____ Material supplied

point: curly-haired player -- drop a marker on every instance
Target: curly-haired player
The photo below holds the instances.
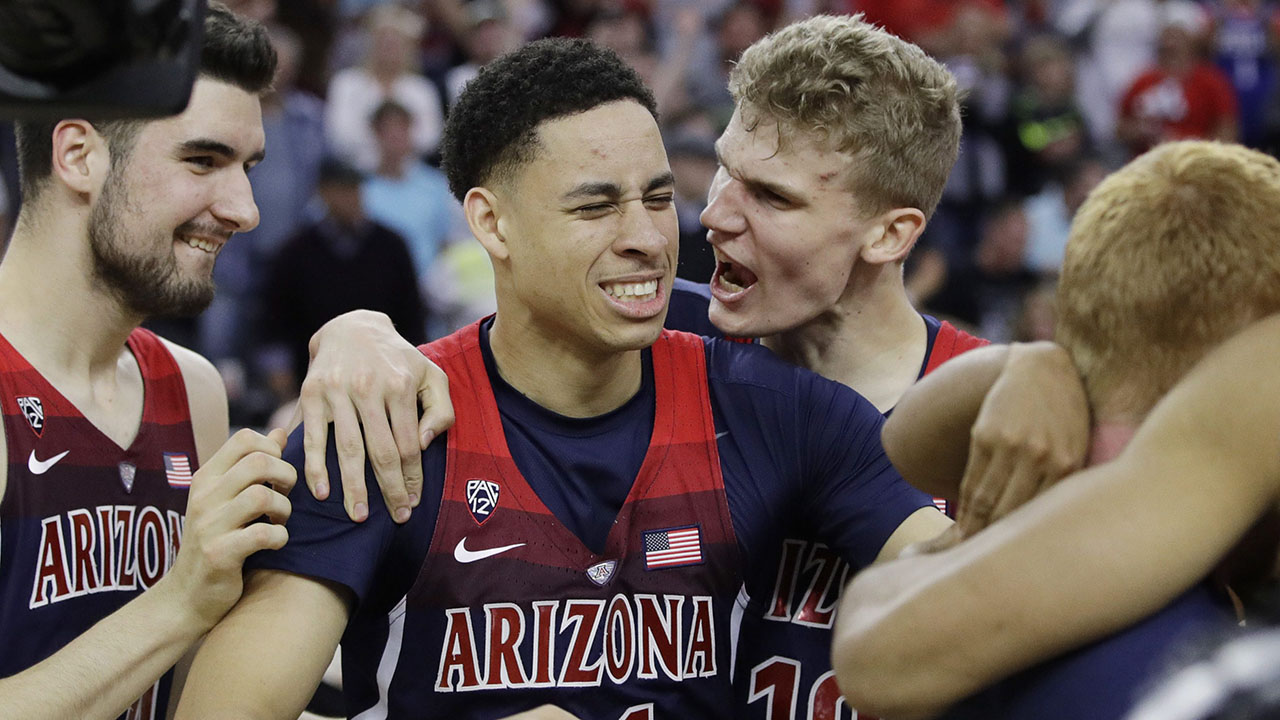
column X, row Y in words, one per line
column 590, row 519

________
____ Material supplied

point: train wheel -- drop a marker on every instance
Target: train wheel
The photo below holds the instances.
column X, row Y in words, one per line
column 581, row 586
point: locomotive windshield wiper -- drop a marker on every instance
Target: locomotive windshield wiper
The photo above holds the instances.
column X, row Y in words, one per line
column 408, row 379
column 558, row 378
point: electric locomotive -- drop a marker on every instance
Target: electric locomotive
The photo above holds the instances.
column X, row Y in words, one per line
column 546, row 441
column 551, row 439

________
____ Material supplied

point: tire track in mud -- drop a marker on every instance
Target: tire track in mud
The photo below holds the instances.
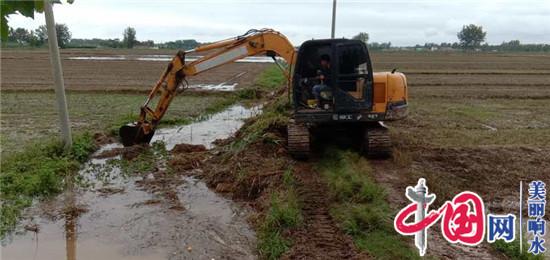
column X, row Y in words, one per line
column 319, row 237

________

Your instructions >> Please show every line from the entries above that contains the string "locomotive", treating uppercase and lowercase as different.

Correct response >>
point: locomotive windshield wiper -- drop a marker on every instance
Target: locomotive windshield wiper
point: electric locomotive -- drop a marker on every instance
Target: electric locomotive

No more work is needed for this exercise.